## EXERCISE REQUIREMENTS
Rewrite all the records below as a numbered list with one item per line, leaving out the blank lines.

## Annotation dataset entries
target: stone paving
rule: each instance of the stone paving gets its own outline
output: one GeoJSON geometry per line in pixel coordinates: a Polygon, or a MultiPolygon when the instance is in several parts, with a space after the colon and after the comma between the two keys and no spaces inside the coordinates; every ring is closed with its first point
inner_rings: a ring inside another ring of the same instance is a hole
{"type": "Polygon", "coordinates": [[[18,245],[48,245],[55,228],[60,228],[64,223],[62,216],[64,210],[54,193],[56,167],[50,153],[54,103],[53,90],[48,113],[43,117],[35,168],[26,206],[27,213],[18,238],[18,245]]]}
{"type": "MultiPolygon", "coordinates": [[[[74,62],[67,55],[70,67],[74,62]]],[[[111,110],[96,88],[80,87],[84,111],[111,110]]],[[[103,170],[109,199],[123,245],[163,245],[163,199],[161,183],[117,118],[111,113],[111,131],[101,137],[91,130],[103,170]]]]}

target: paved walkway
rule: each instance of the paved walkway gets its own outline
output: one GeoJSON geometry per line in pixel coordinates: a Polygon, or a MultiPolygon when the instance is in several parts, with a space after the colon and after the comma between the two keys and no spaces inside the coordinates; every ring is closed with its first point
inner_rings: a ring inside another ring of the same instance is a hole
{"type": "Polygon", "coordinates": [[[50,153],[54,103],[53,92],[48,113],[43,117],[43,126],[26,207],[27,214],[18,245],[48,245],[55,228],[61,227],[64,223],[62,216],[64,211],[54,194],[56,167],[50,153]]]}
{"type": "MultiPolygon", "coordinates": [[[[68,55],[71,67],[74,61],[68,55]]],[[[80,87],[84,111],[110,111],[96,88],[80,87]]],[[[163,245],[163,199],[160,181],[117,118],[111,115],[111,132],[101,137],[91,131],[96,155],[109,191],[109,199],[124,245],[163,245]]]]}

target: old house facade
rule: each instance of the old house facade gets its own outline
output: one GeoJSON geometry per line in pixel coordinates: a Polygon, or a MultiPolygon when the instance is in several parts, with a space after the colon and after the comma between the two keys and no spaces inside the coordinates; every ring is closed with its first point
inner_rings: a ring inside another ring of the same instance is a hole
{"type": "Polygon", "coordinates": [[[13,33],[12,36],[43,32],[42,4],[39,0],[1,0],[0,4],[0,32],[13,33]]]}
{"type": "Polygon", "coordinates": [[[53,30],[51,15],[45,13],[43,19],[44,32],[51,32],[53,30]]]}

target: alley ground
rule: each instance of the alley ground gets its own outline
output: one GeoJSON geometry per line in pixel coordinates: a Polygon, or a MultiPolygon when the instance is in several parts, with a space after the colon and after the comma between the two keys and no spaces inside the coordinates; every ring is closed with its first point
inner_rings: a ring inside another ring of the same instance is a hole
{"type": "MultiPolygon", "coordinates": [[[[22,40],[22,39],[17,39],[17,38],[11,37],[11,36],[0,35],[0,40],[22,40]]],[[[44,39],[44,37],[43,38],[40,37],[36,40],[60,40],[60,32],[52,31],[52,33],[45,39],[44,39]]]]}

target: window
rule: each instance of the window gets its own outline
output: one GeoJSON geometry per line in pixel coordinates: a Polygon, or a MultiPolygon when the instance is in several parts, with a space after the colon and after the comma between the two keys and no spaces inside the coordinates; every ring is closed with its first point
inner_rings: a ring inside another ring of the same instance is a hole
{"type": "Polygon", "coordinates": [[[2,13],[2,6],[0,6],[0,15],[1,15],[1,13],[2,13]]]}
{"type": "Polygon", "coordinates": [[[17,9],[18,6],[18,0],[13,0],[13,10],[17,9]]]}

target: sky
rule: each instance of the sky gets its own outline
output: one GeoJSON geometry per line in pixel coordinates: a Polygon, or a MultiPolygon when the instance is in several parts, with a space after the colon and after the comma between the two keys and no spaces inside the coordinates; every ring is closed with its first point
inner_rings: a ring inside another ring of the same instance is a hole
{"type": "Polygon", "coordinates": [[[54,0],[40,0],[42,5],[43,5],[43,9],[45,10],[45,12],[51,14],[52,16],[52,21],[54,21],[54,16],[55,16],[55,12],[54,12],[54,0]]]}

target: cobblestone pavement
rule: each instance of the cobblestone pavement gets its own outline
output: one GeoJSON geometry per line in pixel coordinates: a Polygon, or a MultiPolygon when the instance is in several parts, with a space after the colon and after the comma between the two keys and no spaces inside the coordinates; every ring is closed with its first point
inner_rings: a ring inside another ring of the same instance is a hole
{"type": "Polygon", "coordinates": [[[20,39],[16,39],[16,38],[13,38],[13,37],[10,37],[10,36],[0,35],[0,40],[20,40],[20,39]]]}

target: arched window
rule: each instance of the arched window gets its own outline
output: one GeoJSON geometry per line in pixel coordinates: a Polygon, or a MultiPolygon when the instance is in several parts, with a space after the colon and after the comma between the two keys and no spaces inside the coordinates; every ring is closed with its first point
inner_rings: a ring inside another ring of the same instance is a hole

## WRITTEN SOLUTION
1. target: stone paving
2. rule: each instance of the stone paving gets its own outline
3. output: one GeoJSON geometry per line in pixel coordinates: a Polygon, or a MultiPolygon when the instance is in several parts, with a space after the colon and after the comma between the two keys and no spaces inside the coordinates; every ring is closed with its first point
4. inner_rings: a ring inside another ring of the same instance is a hole
5. {"type": "Polygon", "coordinates": [[[18,245],[48,245],[55,228],[60,228],[64,223],[62,216],[64,210],[54,193],[56,167],[50,153],[54,103],[53,90],[48,113],[43,117],[35,168],[26,206],[27,213],[18,238],[18,245]]]}
6. {"type": "MultiPolygon", "coordinates": [[[[74,62],[67,55],[70,67],[74,62]]],[[[111,110],[96,88],[80,87],[84,111],[111,110]]],[[[103,170],[109,199],[123,245],[163,245],[163,199],[161,183],[117,118],[111,113],[111,131],[101,137],[91,130],[103,170]]]]}
7. target: paved walkway
8. rule: each instance of the paved walkway gets its own outline
9. output: one GeoJSON geometry per line in pixel coordinates: a Polygon, or a MultiPolygon when the instance is in several parts, with a space after the colon and after the comma between the two keys and no spaces inside the coordinates; every ring is closed with its first point
10. inner_rings: a ring inside another ring of the same instance is a hole
11. {"type": "Polygon", "coordinates": [[[50,153],[54,103],[53,92],[48,113],[43,117],[43,126],[26,207],[27,214],[18,245],[48,245],[55,228],[61,227],[64,223],[62,216],[64,211],[54,194],[56,167],[50,153]]]}
12. {"type": "MultiPolygon", "coordinates": [[[[68,55],[71,67],[74,61],[68,55]]],[[[80,87],[84,111],[110,111],[96,88],[80,87]]],[[[163,245],[163,199],[160,181],[117,118],[111,115],[111,132],[101,137],[91,131],[96,155],[109,191],[109,199],[124,245],[163,245]]]]}
13. target: old house facade
14. rule: each instance of the old house facade gets its own outline
15. output: one GeoJSON geometry per line in pixel coordinates: a Polygon, or a MultiPolygon when the instance is in several parts, with a space after the colon and after the comma between the two keys and no spaces inside the coordinates; every ring is closed with its first point
16. inner_rings: a ring inside another ring of the same instance is a hole
17. {"type": "Polygon", "coordinates": [[[13,33],[12,36],[43,32],[42,4],[39,0],[1,0],[0,4],[0,32],[13,33]]]}
18. {"type": "Polygon", "coordinates": [[[53,30],[51,15],[45,13],[43,19],[44,32],[51,32],[53,30]]]}
19. target: alley ground
20. rule: each instance of the alley ground gets its own outline
21. output: one GeoJSON geometry per line in pixel coordinates: a Polygon, or a MultiPolygon when the instance is in several parts, with a space after the colon and after the comma between the two keys and no spaces inside the coordinates; every ring is closed with its first point
22. inner_rings: a ring inside another ring of the same instance is a hole
23. {"type": "MultiPolygon", "coordinates": [[[[22,40],[22,39],[17,39],[17,38],[11,37],[11,36],[0,35],[0,40],[22,40]]],[[[44,39],[44,37],[43,38],[40,37],[36,40],[60,40],[60,32],[52,31],[52,33],[45,39],[44,39]]]]}
24. target: window
25. rule: each instance of the window gets its own outline
26. output: one GeoJSON geometry per line in pixel coordinates: a Polygon, or a MultiPolygon when the instance is in several parts, with a space after the colon and after the comma between the two keys and no spaces inside the coordinates; every ring is closed with its first point
27. inner_rings: a ring inside another ring of the same instance is a hole
28. {"type": "Polygon", "coordinates": [[[2,13],[2,6],[0,6],[0,15],[1,15],[1,13],[2,13]]]}
29. {"type": "Polygon", "coordinates": [[[17,9],[18,6],[18,0],[13,0],[13,10],[17,9]]]}
30. target: sky
31. rule: each instance of the sky gets its own outline
32. output: one GeoJSON geometry per line in pixel coordinates: a Polygon, or a MultiPolygon when the instance is in several parts, with a space after the colon and after the comma between the two keys and no spaces inside the coordinates; every ring is closed with its first point
33. inner_rings: a ring inside another ring of the same instance is a hole
34. {"type": "Polygon", "coordinates": [[[54,0],[40,0],[42,5],[43,5],[43,9],[45,10],[45,12],[51,14],[52,16],[52,21],[54,21],[54,16],[55,16],[55,12],[54,12],[54,0]]]}
35. target: cobblestone pavement
36. rule: each instance of the cobblestone pavement gets its own outline
37. output: one GeoJSON geometry per line in pixel coordinates: a Polygon, or a MultiPolygon when the instance is in several parts, with a space after the colon and after the comma between the two keys and no spaces inside the coordinates; every ring is closed with its first point
38. inner_rings: a ring inside another ring of the same instance is a hole
39. {"type": "Polygon", "coordinates": [[[20,39],[16,39],[16,38],[13,38],[13,37],[10,37],[10,36],[0,35],[0,40],[20,40],[20,39]]]}
40. target: arched window
41. rule: each instance of the arched window gets its own outline
42. output: one GeoJSON geometry per line in pixel coordinates: a Polygon, or a MultiPolygon when the instance is in several parts, with a space after the colon and after the comma between the two keys and no spaces inside the coordinates; every ring is closed with its first point
43. inner_rings: a ring inside another ring of the same instance is a hole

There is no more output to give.